----- Reading passage -----
Gerald R. Ford photo

Memorandum on a National Swine Flu Immunization Program.

April 01, 1976

[Dated March 31, 1976. Released April 1, 1976]

Memorandum for the Heads of Departments and Agencies

Last week I announced plans for a national immunization program to inoculate Americans against a swine-type influenza virus. Because of the serious nature of this virus, it is my hope that every man, woman, and child in the country can be inoculated before the end of this calendar year.

Since there are no precedents for an endeavor of this magnitude, I am issuing this directive to assure completion of the task in an appropriate, orderly, and timely manner. The Secretary of Health, Education and Welfare, David Mathews, will take the lead in this effort, but it is essential that all federal department and agency heads give him their full cooperation in carrying out this program.

I have asked the Congress for a supplemental appropriation of $135 million for this program. The Public Health Service, under the direction of HEW Assistant Secretary for Health, Dr. Theodore Cooper, will proceed with the planning and implementation efforts to make the vaccine available to all Americans. This activity will be carried out in close coordination with the Center for Disease Control, the Bureau of Biologics of the Food and Drug Administration, and the National Institutes of Health.
-----
→ Task instructions:
A - Rewrite the passage of the memorandum from "Since there are" up to and including "Institutes of Health.", replacing "endeavor" with "undertaking".
B - According to the memorandum, the immunization activity will be closely coordinated with which organizations? List all of them.
Nothing asked here involves the items.
----- Extracted information -----
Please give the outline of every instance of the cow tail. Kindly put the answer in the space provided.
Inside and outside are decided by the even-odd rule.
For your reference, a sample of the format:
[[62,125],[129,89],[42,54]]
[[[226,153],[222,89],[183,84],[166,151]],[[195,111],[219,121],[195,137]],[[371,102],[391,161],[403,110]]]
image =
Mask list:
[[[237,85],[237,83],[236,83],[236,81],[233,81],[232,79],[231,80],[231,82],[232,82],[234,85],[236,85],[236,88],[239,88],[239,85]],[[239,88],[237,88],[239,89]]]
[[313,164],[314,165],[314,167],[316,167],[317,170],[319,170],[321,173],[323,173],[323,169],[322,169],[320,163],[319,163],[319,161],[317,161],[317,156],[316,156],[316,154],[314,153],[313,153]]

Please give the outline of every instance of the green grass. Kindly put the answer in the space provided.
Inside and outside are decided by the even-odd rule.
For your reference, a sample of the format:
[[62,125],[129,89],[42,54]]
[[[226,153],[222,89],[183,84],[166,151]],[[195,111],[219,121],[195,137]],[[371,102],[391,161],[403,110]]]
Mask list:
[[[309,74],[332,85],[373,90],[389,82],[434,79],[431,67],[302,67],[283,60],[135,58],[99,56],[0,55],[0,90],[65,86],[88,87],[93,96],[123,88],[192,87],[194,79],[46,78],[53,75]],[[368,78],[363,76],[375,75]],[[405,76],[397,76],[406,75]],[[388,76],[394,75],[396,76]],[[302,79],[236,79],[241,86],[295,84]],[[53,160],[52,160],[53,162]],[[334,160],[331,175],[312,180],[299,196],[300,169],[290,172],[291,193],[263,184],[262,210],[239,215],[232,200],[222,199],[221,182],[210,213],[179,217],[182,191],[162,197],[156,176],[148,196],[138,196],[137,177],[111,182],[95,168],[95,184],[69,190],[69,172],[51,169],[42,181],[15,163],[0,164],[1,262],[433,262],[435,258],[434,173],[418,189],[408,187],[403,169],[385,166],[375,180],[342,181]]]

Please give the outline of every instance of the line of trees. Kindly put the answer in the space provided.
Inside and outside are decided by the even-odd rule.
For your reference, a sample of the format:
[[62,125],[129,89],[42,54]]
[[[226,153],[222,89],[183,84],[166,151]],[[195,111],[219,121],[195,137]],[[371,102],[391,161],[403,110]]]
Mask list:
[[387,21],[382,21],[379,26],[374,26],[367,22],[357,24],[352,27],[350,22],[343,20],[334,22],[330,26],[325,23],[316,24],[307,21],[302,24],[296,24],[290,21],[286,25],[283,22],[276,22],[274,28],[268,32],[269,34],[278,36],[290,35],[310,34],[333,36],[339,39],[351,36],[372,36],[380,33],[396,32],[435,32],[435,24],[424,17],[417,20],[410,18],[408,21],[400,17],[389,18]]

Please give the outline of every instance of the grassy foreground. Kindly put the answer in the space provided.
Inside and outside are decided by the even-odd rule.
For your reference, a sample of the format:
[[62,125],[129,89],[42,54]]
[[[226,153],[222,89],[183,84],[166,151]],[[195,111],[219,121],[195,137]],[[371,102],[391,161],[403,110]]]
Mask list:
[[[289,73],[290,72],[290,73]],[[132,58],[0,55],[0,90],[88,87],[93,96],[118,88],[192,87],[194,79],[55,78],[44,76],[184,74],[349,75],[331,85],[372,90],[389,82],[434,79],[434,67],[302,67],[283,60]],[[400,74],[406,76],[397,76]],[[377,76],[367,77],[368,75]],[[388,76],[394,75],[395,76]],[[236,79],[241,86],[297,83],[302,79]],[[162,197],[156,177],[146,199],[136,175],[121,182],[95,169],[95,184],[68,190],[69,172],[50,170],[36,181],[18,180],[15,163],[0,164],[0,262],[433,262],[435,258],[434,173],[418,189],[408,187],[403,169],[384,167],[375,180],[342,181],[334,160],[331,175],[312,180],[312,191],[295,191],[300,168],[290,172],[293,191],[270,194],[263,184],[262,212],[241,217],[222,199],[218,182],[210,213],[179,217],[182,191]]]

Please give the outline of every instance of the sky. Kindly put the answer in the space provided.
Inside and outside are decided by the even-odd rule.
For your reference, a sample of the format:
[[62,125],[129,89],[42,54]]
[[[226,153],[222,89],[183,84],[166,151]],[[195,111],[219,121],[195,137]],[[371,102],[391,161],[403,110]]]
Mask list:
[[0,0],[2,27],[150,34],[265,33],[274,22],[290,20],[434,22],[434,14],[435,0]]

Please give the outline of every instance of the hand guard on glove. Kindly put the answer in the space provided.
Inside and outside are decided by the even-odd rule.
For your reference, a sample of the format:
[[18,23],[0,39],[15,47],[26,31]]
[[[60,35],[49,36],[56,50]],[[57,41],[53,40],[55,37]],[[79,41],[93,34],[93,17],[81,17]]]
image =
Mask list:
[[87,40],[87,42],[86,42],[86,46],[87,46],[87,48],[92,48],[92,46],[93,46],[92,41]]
-----
→ Task solutions:
A -
Since there are no precedents for an undertaking of this magnitude, I am issuing this directive to assure completion of the task in an appropriate, orderly, and timely manner. The Secretary of Health, Education and Welfare, David Mathews, will take the lead in this effort, but it is essential that all federal department and agency heads give him their full cooperation in carrying out this program.

I have asked the Congress for a supplemental appropriation of $135 million for this program. The Public Health Service, under the direction of HEW Assistant Secretary for Health, Dr. Theodore Cooper, will proceed with the planning and implementation efforts to make the vaccine available to all Americans. This activity will be carried out in close coordination with the Center for Disease Control, the Bureau of Biologics of the Food and Drug Administration, and the National Institutes of Health.

B -
- Center for Disease Control
- Bureau of Biologics of the Food and Drug Administration
- National Institutes of Health